** REQUIREMENT **
Could you write out the entries below again with every "bounding box" replaced by "rectangular outline", leaving everything else unchanged?
──────────────────────────────
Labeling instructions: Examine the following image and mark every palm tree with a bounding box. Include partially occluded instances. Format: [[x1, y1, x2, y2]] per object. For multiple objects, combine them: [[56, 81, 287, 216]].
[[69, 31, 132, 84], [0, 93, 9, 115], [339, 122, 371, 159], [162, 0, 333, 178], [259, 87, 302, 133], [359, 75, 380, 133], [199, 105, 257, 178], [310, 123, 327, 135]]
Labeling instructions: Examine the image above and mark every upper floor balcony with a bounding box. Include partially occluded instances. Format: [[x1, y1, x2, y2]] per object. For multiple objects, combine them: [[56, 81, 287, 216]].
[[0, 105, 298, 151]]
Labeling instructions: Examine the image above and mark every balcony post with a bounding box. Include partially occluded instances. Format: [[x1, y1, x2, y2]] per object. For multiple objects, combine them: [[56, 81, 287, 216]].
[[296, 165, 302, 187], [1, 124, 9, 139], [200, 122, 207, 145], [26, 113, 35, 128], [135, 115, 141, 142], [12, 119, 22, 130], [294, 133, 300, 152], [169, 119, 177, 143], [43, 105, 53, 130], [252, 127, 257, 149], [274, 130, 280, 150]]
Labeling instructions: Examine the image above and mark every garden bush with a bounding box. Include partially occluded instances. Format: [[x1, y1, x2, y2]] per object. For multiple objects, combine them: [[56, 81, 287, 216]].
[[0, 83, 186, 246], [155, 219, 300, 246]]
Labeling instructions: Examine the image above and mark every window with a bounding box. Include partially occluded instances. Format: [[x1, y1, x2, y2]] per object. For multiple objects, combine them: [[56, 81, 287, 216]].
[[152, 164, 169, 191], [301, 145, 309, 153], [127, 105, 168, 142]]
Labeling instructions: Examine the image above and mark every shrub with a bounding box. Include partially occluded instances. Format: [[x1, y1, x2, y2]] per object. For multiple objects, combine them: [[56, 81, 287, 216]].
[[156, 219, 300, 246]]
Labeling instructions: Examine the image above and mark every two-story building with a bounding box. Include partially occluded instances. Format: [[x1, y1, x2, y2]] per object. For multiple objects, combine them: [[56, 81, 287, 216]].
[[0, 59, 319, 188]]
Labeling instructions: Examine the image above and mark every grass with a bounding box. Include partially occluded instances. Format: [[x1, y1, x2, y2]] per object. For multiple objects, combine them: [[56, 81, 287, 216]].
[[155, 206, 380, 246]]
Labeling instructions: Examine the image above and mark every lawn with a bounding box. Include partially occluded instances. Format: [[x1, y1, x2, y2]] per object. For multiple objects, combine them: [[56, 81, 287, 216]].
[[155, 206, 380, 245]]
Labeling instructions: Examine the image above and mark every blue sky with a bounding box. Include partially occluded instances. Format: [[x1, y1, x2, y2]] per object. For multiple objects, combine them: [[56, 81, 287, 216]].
──────────────────────────────
** COMPLETE RESPONSE **
Labeling instructions: Examine the following image and mark every palm tree with a rectangular outline. Include partially occluded instances. Format: [[x1, y1, x2, y2]] per object. For multiple objects, combine them: [[56, 81, 287, 216]].
[[69, 31, 132, 84], [0, 93, 9, 115], [339, 122, 371, 159], [162, 0, 333, 178], [259, 87, 302, 133], [359, 75, 380, 133], [199, 105, 257, 178], [310, 123, 327, 135]]
Labeling instructions: Examine the image above and mark every upper floor balcony with a rectangular outline. Include partially occluded instances. Format: [[x1, y1, x2, y2]] per object. For multiple objects, combine them: [[56, 81, 287, 216]].
[[0, 105, 298, 151]]
Labeling instructions: Examine the image above and mark every balcony post with a rectangular outline. Include partially occluded instances. Format: [[x1, y1, x2, y2]] per object. For multiple objects, combine them: [[56, 81, 287, 216]].
[[296, 165, 302, 187], [1, 124, 9, 139], [200, 122, 207, 145], [26, 113, 35, 128], [135, 115, 141, 142], [12, 119, 22, 130], [294, 133, 300, 152], [169, 119, 177, 143], [43, 105, 53, 130], [252, 127, 257, 149], [274, 130, 280, 150]]
Labeling instructions: Examine the image above and mark every garden bush with a rectangular outline. Include partially occluded instances. Format: [[x1, y1, x2, y2]] per object. For multiple objects, combine them: [[56, 81, 287, 216]].
[[0, 83, 186, 246], [155, 219, 300, 246]]
Labeling instructions: Examine the image above and mark every window with a rectangular outline. Include partially occluded instances. Format: [[x1, y1, x2, y2]] per object. For multiple objects, combine them: [[56, 81, 287, 216]].
[[152, 164, 169, 191], [301, 145, 309, 153], [127, 105, 168, 142]]
Labeling instructions: Examine the image above and mark every shrub with a rectangular outline. Include partially occluded instances. Format: [[x1, y1, x2, y2]] per object. For multiple objects, combine them: [[56, 81, 287, 216]].
[[156, 219, 300, 246]]
Labeling instructions: Examine the image above and mark every two-story building with a rectangular outline. Include partially occluded instances. Format: [[x1, y1, x2, y2]] per object. For multiple objects, combine them: [[56, 81, 287, 216]].
[[0, 59, 319, 188]]
Labeling instructions: Examine the image above and mark every grass with a rectangular outline. Include partially occluded instances. Format: [[x1, y1, x2, y2]] per object. For multiple objects, combine them: [[56, 81, 287, 216]].
[[155, 206, 380, 246]]
Labeling instructions: Examine the image above and mark every lawn with a rectangular outline. Include partially occluded instances. Format: [[x1, y1, x2, y2]] per object. For multiple objects, combine them: [[56, 81, 287, 216]].
[[155, 206, 380, 245]]
Labeling instructions: Examine the image above and mark every blue sky with a rectangular outline. Include partially occluded instances. Format: [[x1, y1, x2, y2]] per object. For multiple objects, combine them: [[56, 81, 287, 216]].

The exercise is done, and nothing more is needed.